WRITTEN PROBLEM
Retype the full set of records. Keep every character identical.
====================
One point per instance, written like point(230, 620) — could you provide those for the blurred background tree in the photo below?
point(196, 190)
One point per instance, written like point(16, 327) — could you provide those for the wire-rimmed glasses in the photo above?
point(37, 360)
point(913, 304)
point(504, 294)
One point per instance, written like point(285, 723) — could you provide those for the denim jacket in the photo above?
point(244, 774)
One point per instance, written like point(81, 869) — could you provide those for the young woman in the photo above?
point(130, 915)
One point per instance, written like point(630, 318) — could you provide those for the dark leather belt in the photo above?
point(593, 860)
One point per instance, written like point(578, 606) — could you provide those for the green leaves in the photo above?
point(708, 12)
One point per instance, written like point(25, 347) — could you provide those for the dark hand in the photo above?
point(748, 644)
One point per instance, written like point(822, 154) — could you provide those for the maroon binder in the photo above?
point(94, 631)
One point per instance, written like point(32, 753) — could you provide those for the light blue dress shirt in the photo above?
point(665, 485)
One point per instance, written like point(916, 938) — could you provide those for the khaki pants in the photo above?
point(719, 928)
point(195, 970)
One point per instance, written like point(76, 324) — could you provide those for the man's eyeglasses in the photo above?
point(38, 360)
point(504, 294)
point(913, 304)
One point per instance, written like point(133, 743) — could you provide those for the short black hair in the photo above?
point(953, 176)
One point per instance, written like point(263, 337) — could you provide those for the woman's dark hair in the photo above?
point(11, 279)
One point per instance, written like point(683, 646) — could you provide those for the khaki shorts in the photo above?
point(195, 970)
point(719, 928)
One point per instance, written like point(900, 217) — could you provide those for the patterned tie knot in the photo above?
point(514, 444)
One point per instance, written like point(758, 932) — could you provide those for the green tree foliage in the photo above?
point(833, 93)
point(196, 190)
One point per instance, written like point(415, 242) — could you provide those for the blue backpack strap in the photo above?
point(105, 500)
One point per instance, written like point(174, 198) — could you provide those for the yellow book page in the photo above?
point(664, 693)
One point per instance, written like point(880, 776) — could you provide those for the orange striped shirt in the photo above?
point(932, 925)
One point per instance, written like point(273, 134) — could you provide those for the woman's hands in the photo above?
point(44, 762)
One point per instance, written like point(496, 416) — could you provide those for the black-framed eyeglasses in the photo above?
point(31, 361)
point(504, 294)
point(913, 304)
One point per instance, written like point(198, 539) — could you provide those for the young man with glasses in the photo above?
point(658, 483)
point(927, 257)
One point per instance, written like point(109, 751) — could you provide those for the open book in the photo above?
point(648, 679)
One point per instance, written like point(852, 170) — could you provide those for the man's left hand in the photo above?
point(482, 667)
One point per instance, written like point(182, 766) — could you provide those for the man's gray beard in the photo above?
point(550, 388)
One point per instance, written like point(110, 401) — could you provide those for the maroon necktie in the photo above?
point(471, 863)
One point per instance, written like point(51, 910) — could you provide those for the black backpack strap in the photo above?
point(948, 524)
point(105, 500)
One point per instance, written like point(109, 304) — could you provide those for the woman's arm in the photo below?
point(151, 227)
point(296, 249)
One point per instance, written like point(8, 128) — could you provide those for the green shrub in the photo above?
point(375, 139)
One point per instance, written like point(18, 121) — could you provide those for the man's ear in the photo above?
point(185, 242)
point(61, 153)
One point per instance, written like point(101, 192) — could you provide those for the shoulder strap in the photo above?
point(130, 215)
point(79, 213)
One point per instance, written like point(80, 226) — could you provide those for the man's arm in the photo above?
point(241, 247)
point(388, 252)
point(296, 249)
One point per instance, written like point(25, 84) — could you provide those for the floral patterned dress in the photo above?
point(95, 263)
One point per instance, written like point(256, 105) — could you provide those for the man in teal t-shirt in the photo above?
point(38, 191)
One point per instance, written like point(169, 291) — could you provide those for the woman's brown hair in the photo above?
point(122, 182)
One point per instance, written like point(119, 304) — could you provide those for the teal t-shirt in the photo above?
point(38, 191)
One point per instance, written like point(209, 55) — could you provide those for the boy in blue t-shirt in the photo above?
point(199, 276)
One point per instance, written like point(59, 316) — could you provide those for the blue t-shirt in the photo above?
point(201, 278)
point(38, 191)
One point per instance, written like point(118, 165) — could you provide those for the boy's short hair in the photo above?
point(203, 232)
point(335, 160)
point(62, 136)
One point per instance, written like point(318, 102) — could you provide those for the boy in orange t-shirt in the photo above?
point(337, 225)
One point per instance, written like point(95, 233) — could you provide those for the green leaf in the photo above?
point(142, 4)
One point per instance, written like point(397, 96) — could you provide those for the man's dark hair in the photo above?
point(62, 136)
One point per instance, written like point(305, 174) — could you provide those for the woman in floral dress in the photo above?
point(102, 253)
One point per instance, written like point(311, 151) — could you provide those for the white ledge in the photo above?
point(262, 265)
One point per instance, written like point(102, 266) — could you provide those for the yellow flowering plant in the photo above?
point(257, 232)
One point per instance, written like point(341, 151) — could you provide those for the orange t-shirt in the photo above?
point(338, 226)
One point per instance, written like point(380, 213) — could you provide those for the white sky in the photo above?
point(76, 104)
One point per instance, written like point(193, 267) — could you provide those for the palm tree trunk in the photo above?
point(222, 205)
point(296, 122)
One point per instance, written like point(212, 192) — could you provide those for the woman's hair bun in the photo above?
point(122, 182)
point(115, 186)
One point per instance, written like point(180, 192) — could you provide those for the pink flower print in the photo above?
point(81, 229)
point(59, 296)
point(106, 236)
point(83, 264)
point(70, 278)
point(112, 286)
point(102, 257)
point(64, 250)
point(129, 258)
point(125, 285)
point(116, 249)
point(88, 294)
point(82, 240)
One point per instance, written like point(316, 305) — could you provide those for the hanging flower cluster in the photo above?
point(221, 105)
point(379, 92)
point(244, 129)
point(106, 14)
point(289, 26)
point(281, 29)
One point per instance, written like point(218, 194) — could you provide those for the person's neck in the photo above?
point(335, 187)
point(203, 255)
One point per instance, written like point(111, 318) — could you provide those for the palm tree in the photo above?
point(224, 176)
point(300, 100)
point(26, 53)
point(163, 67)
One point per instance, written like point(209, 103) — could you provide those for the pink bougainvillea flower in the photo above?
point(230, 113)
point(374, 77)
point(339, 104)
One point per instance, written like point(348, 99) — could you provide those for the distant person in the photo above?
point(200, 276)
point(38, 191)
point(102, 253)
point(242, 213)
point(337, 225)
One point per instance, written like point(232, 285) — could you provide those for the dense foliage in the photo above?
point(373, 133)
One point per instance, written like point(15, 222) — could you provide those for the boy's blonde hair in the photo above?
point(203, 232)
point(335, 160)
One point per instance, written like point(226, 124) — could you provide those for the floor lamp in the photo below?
====================
RESPONSE
One point per instance, written like point(230, 620) — could you provide those for the blurred background tree in the photo below?
point(196, 190)
One point per instance, written like point(16, 327) — could you provide those for the wire-rimmed glasses in the photo above?
point(37, 360)
point(913, 304)
point(504, 294)
One point per instance, written like point(285, 723) — could you provide those for the denim jacket in the photo above?
point(244, 774)
One point per instance, written like point(81, 869) — could you provide those for the young woman in the photo above?
point(130, 915)
One point per instance, written like point(630, 318) — could you provide those for the dark leather belt in the photo above?
point(593, 860)
One point per instance, written like point(578, 606) — could you provide those for the green leaves in the photo above?
point(708, 12)
One point per instance, written like point(25, 347) — could you provide those for the dark hand in the photo above?
point(748, 644)
One point per instance, written like point(822, 154) — could you provide those for the maroon binder in the photo above?
point(94, 631)
One point per instance, written like point(32, 753) — could you provide those for the light blue dress shirt in the photo above?
point(665, 485)
One point per instance, written like point(916, 938) — could you provide those for the khaki pants in the photo above?
point(719, 928)
point(195, 970)
One point per instance, written like point(76, 324) — could you provide those for the man's eyeglasses in the photo above?
point(38, 360)
point(504, 294)
point(913, 304)
One point per instance, written like point(133, 743) — could you provide those for the short black hair in the photo above?
point(953, 176)
One point per instance, written like point(263, 337) — could you provide those for the woman's dark hair in the photo above?
point(11, 279)
One point per instance, written like point(683, 646) — could you provide those for the khaki shorts in the photo above?
point(195, 970)
point(719, 928)
One point per instance, written like point(900, 217) — could you provide those for the patterned tie knot in the photo above?
point(514, 444)
One point per instance, written like point(758, 932) — could you provide those for the green tree foliage in the photo above?
point(833, 93)
point(196, 190)
One point per instance, written like point(415, 242) — could you provide those for the blue backpack strap in the photo above?
point(105, 500)
One point per instance, written like point(174, 198) — could you provide those for the yellow book page in the photo above?
point(664, 693)
One point per instance, written like point(880, 776) — could you provide those for the orange striped shirt in the photo above?
point(932, 925)
One point per instance, written like point(273, 134) — could you provide those for the woman's hands in the photo above?
point(44, 762)
One point per instance, written like point(496, 416) — could you provide those for the black-framed eyeglasses in the photo above?
point(31, 361)
point(504, 294)
point(913, 304)
One point per instance, written like point(198, 539) — could you provide those for the young man with glasses in the photo above?
point(658, 483)
point(927, 257)
One point per instance, written like point(109, 751) — could you provide those for the open book in the photo above?
point(648, 679)
One point per instance, written like point(852, 170) — could you provide those for the man's left hand in the photo above?
point(482, 667)
One point per instance, written like point(182, 766) — could you provide those for the man's gray beard in the photo above?
point(550, 388)
One point per instance, written like point(110, 401) — could you provide those for the maroon necktie in the photo above?
point(471, 863)
One point per instance, written like point(51, 910) — could you provide those for the black backpack strap in the photo above?
point(948, 524)
point(105, 500)
One point per instance, written like point(109, 304) — could you provide those for the woman's arm in the photo below?
point(151, 227)
point(296, 249)
One point per instance, written like point(8, 128) — could you provide those for the green shrub in the photo above?
point(375, 139)
One point per instance, written like point(18, 121) — could you provide those for the man's ear in the photo above?
point(185, 242)
point(61, 153)
One point per instance, written like point(101, 192) — could you provide those for the shoulder strap in the photo above?
point(130, 215)
point(79, 213)
One point per instance, written like point(80, 226) — could you provide those for the man's arm in the photo above?
point(241, 247)
point(388, 252)
point(296, 249)
One point per instance, written like point(25, 84) — could you provide those for the floral patterned dress in the photo above?
point(95, 263)
One point per instance, written like point(256, 105) — could you provide those for the man in teal t-shirt in the photo above?
point(38, 191)
One point per instance, written like point(169, 291) — could you provide those for the woman's brown hair in the photo above?
point(122, 182)
One point per instance, written like point(119, 304) — could you provide those for the teal t-shirt in the photo above?
point(38, 191)
One point per instance, written like point(209, 55) — could you provide those for the boy in blue t-shirt in the photo above?
point(199, 276)
One point per instance, written like point(59, 316) — could you provide those for the blue t-shirt in the photo above?
point(201, 278)
point(38, 191)
One point per instance, written like point(118, 165) — could you provide those for the boy's short hair in the photo above?
point(203, 232)
point(335, 160)
point(62, 136)
One point per instance, written like point(318, 102) — could you provide those for the boy in orange t-shirt in the photo above?
point(337, 225)
One point per instance, written like point(95, 233) — could you provide those for the green leaf in the photo above?
point(142, 4)
One point per instance, written like point(397, 96) — could you provide those for the man's dark hair in the photo above?
point(62, 136)
One point per instance, written like point(305, 174) — could you provide those for the woman in floral dress in the photo above?
point(102, 253)
One point per instance, written like point(311, 151) — could you provide those for the white ledge in the photo above?
point(262, 265)
One point per instance, written like point(102, 266) — could you provide those for the yellow flowering plant in the photo above?
point(257, 232)
One point per instance, written like point(341, 151) — could you provide those for the orange t-shirt in the photo above?
point(338, 226)
One point per instance, written like point(380, 213) — could you provide those for the white sky in the photo above?
point(76, 104)
One point per instance, written like point(193, 267) — could you provide those for the palm tree trunk in the photo above?
point(222, 205)
point(296, 122)
One point per instance, written like point(212, 192) — could you provide those for the woman's hair bun in the photo above?
point(122, 182)
point(115, 186)
One point per instance, written like point(180, 192) — could you provide those for the pink flower print in the photo above?
point(81, 229)
point(59, 296)
point(106, 236)
point(83, 264)
point(70, 278)
point(112, 286)
point(102, 257)
point(64, 250)
point(129, 258)
point(125, 285)
point(116, 249)
point(88, 294)
point(82, 240)
One point per instance, written like point(316, 305) — could you provide those for the hanging flower cluster in the photo above?
point(221, 105)
point(379, 92)
point(244, 129)
point(106, 14)
point(289, 26)
point(281, 29)
One point per instance, written like point(218, 194) — could you provide those for the person's neck in the photo above?
point(335, 187)
point(203, 255)
One point per instance, written like point(111, 318) — could you provide those for the palm tree in the photo above?
point(224, 176)
point(300, 100)
point(26, 53)
point(163, 67)
One point per instance, written like point(209, 103) — could you provide those for the pink bougainvillea flower in the photo above?
point(230, 113)
point(374, 77)
point(339, 104)
One point per instance, written like point(348, 99) — could you provide those for the distant person in the photo above?
point(200, 276)
point(38, 191)
point(102, 253)
point(242, 213)
point(337, 225)
One point per instance, written like point(232, 285) — could you provide those for the dense foliage in the photo above?
point(373, 133)
One point per instance, written like point(15, 222) — could you provide those for the boy's blonde hair in the photo above?
point(203, 232)
point(335, 160)
One point per instance, written like point(226, 124) — could you provide those for the floor lamp in the photo below?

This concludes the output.